# Location identification items

..............................

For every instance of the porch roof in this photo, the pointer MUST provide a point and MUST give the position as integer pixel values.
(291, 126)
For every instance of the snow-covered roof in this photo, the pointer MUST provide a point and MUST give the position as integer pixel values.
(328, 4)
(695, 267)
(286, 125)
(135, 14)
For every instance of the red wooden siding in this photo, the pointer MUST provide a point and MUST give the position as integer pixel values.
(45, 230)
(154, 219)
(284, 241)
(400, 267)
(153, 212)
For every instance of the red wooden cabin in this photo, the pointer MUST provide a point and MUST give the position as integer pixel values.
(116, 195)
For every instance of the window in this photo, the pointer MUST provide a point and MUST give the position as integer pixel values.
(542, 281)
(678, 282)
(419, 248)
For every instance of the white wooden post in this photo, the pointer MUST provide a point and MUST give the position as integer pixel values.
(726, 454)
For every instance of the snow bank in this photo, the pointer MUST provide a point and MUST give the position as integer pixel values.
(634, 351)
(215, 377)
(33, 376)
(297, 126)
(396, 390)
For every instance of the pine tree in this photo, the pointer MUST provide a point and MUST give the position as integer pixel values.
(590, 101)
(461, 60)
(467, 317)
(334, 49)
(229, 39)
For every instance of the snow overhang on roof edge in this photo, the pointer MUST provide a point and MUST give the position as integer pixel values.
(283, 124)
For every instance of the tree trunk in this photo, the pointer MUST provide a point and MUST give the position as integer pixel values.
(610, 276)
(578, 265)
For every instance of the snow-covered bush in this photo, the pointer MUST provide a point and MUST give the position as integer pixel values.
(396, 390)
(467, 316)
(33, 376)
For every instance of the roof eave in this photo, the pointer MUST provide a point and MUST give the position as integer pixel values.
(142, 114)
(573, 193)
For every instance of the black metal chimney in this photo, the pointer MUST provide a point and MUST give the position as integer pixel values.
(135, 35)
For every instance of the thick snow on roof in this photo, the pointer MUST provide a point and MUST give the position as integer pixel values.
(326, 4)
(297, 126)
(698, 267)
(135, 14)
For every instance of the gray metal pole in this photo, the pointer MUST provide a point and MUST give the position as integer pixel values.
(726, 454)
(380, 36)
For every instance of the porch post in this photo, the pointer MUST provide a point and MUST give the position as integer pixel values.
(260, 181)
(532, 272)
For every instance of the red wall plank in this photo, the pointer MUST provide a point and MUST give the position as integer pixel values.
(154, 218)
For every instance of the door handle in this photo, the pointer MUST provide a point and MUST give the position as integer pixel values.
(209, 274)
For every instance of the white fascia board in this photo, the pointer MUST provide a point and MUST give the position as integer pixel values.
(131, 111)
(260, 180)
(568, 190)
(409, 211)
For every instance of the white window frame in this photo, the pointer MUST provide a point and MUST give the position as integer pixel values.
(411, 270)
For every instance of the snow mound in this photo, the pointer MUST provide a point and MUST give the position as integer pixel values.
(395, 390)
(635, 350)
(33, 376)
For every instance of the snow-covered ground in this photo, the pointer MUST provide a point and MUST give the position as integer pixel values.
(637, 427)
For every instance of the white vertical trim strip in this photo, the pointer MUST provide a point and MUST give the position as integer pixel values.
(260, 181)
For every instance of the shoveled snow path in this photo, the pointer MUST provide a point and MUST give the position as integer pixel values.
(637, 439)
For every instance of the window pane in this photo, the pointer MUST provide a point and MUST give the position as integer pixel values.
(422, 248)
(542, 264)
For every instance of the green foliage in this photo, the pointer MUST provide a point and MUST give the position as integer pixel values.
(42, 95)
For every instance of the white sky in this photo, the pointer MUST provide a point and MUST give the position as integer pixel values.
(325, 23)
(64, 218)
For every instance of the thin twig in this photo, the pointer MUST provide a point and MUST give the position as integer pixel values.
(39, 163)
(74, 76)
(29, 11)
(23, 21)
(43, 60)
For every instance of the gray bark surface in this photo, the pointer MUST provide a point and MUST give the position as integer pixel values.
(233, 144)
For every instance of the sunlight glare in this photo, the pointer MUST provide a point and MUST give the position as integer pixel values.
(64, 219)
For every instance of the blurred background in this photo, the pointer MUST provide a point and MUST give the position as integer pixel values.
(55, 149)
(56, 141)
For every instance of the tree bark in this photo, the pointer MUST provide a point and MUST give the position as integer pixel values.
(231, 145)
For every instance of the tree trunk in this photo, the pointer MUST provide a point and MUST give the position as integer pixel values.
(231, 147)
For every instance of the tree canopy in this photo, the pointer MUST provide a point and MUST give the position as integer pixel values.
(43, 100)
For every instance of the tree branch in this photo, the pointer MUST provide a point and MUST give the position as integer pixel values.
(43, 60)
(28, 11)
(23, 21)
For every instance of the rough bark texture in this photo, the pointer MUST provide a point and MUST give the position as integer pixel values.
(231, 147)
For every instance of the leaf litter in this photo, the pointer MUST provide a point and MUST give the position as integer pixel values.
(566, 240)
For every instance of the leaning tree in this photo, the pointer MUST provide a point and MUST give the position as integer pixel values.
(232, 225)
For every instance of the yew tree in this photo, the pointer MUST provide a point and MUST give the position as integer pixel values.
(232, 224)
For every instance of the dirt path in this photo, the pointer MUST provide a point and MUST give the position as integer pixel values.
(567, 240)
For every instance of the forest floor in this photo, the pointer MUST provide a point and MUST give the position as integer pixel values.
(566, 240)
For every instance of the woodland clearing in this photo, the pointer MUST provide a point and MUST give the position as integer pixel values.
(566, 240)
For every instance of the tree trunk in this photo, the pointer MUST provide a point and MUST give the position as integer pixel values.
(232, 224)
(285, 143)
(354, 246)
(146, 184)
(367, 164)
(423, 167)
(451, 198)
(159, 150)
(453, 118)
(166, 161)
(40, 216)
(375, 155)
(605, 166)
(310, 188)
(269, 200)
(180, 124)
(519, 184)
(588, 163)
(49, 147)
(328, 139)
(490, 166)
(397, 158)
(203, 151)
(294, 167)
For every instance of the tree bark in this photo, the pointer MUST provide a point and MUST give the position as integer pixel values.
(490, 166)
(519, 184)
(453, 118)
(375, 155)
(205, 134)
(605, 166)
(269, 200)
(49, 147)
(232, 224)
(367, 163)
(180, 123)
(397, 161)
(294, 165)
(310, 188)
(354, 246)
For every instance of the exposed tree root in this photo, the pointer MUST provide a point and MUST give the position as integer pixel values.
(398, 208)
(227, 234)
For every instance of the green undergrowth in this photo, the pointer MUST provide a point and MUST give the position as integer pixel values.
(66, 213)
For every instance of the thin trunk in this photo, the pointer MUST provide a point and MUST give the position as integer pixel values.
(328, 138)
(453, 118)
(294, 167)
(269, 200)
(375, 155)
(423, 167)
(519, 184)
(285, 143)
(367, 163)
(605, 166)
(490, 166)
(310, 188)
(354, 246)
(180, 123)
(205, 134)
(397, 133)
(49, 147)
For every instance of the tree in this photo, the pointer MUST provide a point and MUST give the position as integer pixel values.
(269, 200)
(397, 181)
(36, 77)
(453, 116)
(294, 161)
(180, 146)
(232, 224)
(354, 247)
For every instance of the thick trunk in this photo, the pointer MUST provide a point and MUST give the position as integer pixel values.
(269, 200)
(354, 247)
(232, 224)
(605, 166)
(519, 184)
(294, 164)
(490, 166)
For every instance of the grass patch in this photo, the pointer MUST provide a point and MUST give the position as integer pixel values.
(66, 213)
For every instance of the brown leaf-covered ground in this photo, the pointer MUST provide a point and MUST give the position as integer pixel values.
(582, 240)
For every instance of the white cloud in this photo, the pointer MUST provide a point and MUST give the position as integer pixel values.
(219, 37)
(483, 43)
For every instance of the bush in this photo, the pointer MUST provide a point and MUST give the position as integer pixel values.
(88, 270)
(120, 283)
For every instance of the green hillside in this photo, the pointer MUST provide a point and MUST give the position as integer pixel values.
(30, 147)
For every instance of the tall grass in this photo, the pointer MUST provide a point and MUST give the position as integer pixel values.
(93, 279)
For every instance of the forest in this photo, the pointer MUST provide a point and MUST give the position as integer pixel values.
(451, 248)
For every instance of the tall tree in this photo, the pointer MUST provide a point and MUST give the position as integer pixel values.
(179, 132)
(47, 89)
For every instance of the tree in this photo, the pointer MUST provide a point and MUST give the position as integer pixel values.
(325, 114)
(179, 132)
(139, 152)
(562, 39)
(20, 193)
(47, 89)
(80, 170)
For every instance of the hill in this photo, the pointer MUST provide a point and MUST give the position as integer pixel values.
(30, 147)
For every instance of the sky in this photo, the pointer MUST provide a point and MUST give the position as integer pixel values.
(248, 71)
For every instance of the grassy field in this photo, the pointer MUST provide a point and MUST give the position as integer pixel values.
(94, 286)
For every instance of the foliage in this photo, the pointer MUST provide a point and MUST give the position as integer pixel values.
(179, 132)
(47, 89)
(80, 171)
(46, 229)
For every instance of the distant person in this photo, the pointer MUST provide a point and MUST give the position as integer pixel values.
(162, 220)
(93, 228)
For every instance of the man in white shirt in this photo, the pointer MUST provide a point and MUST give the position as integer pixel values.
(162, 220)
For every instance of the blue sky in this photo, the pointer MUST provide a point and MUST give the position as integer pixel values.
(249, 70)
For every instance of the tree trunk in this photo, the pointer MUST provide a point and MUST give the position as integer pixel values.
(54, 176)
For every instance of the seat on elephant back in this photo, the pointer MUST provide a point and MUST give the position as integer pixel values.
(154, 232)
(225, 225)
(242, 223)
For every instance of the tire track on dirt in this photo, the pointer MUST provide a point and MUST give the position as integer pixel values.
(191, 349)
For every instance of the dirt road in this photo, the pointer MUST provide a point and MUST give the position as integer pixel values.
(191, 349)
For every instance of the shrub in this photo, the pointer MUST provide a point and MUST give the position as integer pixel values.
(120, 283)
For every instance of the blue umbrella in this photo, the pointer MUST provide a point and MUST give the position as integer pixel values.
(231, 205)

..............................

# Exercise objective
Locate the line with "For every instance of the tire" in the entries above; extract it and every line after it, verbatim.

# Response for this exercise
For every instance of the tire track on dirt in this photo, the pointer MUST provide a point and MUST give the position as integer pixel values.
(191, 349)
For every instance of the dirt road in this photo, the pointer MUST provide a point and MUST give the position as integer pixel values.
(191, 349)
For every instance of the shrub in this photo, the pointer MUST provide a point and MUST give the position as integer pixel values.
(120, 283)
For every instance of the blue umbrella in this photo, the pointer MUST provide a point and MUST give the position as integer pixel values.
(231, 205)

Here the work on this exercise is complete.